▸ WRITTEN REQUEST
Lay out the lines of the items as a numbered list, from the first line through the line containing "left=0, top=103, right=99, bottom=144", both included, and omit the blank lines.

☆ ☆ ☆ ☆

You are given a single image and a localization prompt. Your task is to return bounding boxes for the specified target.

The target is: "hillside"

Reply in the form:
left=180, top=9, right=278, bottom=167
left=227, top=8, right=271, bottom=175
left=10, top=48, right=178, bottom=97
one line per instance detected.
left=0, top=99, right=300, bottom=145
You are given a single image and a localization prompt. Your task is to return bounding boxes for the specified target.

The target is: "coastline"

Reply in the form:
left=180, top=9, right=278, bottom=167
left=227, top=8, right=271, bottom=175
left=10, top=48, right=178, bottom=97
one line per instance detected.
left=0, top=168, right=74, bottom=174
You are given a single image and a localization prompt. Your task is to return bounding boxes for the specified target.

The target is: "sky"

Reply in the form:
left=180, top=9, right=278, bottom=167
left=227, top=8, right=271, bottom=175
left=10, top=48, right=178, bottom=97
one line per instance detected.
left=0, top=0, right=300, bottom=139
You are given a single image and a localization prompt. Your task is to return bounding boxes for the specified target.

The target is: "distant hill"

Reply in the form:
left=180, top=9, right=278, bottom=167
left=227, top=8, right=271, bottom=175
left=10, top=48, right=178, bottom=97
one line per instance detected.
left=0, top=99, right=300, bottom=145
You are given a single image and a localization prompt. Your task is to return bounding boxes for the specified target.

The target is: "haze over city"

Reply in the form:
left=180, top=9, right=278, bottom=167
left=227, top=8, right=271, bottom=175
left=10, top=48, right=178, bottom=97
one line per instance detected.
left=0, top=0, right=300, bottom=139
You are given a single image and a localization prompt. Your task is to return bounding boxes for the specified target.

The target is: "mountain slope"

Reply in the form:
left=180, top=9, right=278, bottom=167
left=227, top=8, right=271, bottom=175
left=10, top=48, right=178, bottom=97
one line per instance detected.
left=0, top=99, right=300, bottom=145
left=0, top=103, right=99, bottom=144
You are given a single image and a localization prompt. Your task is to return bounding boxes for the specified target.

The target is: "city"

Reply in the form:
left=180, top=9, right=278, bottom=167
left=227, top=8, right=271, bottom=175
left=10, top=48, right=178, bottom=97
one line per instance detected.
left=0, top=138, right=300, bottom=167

☆ ☆ ☆ ☆

▸ WRITTEN SOLUTION
1. You are given a single image and a localization prompt. Your task is to return bounding boxes for the specified target.
2. The target is: "hillside"
3. Reply in the form:
4. left=180, top=9, right=278, bottom=167
5. left=227, top=8, right=271, bottom=175
6. left=10, top=48, right=178, bottom=97
7. one line per instance detected.
8. left=0, top=99, right=300, bottom=145
9. You are given a single image and a localization prompt. Your task is to return bounding boxes for the specified target.
10. The target is: "coastline"
11. Reply in the form:
12. left=180, top=9, right=278, bottom=167
13. left=227, top=8, right=271, bottom=175
14. left=10, top=48, right=178, bottom=97
15. one line per instance detected.
16. left=0, top=168, right=74, bottom=174
17. You are given a single image and a localization prompt. Your task is to return bounding boxes for the specified target.
18. The target is: "sky"
19. Reply in the form:
20. left=180, top=9, right=278, bottom=167
21. left=227, top=8, right=271, bottom=175
22. left=10, top=48, right=178, bottom=97
23. one line per instance detected.
24. left=0, top=0, right=300, bottom=139
25. You are given a single image and a localization prompt. Your task is to return bounding boxes for the specified target.
26. The target is: "distant hill"
27. Reply in the form:
28. left=180, top=9, right=278, bottom=167
29. left=227, top=8, right=271, bottom=175
30. left=10, top=48, right=178, bottom=97
31. one line per instance detected.
32. left=0, top=99, right=300, bottom=145
33. You are given a single image and a localization prompt. Your task is to return bounding boxes for the specified target.
34. The target is: "haze over city"
35. Reply in the form:
36. left=180, top=9, right=278, bottom=167
37. left=227, top=8, right=271, bottom=175
38. left=10, top=48, right=178, bottom=97
39. one line per instance detected.
40. left=0, top=0, right=300, bottom=139
41. You are given a single image and a localization prompt. Your task is to return bounding boxes for the specified target.
42. The target is: "mountain slope"
43. Reply in the form:
44. left=180, top=9, right=278, bottom=167
45. left=227, top=8, right=271, bottom=175
46. left=10, top=48, right=178, bottom=97
47. one line per instance detected.
48. left=0, top=99, right=300, bottom=145
49. left=0, top=103, right=99, bottom=144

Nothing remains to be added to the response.